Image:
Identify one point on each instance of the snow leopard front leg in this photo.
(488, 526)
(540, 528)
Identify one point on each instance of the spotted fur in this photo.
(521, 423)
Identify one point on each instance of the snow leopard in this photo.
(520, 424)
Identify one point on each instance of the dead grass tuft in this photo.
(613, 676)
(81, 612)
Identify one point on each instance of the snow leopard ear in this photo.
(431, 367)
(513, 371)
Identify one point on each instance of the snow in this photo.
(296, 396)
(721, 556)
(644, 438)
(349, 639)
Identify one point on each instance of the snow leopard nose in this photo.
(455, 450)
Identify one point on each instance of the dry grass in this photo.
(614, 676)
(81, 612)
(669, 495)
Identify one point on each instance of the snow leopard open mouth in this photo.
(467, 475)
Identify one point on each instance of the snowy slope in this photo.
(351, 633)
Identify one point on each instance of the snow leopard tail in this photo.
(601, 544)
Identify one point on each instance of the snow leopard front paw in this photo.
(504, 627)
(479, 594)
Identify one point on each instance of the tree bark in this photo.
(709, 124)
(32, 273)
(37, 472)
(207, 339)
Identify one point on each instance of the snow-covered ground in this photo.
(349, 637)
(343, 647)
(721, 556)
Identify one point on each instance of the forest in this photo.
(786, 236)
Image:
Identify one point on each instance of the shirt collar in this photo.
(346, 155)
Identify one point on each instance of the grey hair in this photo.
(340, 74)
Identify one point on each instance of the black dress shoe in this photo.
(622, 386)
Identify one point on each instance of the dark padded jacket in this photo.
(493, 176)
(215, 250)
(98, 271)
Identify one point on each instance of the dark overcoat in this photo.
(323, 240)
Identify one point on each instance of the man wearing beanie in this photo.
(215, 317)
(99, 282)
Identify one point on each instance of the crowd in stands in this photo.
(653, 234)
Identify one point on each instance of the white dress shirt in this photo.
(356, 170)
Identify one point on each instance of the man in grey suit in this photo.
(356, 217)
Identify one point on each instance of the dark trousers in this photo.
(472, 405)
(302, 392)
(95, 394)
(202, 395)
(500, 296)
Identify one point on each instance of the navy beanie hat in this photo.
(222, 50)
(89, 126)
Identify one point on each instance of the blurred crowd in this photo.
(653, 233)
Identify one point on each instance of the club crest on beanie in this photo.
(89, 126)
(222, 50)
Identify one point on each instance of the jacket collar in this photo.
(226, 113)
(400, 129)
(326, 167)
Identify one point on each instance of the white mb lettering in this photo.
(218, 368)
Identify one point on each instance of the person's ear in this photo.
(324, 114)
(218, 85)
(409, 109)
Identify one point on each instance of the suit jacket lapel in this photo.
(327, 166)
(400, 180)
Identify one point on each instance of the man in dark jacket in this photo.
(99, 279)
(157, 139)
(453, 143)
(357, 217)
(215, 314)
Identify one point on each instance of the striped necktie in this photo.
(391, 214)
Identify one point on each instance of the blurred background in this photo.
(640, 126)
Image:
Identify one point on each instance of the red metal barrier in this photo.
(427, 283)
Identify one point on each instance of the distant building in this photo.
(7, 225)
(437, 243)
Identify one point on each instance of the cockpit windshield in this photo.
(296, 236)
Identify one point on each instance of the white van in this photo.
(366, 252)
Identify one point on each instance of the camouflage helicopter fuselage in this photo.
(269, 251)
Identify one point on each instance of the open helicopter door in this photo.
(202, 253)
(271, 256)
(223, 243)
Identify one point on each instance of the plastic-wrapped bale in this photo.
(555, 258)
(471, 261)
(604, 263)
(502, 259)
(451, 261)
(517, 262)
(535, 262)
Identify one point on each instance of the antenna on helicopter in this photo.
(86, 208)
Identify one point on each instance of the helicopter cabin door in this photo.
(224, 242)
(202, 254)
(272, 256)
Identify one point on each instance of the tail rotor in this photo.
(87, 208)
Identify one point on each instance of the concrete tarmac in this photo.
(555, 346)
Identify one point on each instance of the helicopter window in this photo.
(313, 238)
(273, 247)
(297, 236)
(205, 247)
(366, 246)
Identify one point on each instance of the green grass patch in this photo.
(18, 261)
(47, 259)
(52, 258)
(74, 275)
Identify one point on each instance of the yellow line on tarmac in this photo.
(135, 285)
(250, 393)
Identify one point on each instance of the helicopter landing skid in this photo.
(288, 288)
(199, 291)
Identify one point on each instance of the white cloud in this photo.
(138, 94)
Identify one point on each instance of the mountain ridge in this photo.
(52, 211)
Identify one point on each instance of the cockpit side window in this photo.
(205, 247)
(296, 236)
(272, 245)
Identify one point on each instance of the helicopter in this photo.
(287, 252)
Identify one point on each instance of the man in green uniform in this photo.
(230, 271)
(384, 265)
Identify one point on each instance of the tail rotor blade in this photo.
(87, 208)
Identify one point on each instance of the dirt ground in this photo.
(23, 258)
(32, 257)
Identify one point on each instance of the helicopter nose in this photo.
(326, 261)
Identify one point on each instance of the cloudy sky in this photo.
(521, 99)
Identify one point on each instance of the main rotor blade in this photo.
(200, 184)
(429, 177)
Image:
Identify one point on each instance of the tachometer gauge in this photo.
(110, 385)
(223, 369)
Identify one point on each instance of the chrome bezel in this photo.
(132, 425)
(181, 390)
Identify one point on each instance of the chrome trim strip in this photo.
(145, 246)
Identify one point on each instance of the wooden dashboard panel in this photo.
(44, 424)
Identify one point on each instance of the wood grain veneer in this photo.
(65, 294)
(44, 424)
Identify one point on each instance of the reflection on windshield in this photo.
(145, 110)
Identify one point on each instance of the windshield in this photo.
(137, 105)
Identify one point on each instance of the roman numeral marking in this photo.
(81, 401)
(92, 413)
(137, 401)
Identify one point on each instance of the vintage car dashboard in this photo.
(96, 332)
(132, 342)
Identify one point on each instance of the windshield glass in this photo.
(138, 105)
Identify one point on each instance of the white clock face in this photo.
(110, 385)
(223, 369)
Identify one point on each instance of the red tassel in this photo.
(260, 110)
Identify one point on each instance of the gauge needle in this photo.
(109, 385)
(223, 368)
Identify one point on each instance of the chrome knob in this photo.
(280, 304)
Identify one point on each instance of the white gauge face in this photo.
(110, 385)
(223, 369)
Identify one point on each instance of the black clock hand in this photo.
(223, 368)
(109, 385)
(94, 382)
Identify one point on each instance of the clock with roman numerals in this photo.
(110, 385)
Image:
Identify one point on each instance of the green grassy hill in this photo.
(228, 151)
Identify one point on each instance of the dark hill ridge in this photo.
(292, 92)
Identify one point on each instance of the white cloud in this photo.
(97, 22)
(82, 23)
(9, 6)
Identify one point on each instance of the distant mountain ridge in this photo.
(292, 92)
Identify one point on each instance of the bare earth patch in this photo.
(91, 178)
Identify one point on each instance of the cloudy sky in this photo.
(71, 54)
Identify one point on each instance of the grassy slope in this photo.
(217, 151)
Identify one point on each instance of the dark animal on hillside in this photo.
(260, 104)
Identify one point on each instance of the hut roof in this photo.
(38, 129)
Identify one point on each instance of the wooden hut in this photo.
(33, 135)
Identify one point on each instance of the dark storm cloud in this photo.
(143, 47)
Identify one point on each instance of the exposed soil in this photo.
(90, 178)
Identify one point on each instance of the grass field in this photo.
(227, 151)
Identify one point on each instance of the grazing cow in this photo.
* * * * * * *
- Exercise directions: Write out again, unchanged, every line from the line containing "Identify one point on each instance of the dark animal" to the final line of the material above.

- Finished answer:
Identify one point on each instance of the dark animal on hillside in this photo.
(260, 104)
Identify one point on each instance of the hut roof in this photo.
(38, 129)
Identify one point on each instance of the wooden hut in this photo.
(33, 135)
Identify one point on each instance of the dark storm cloud in this photo.
(143, 47)
Identify one point on each instance of the exposed soil in this photo.
(90, 178)
Identify one point on each instance of the grass field in this photo.
(227, 151)
Identify one point on each instance of the grazing cow in this photo.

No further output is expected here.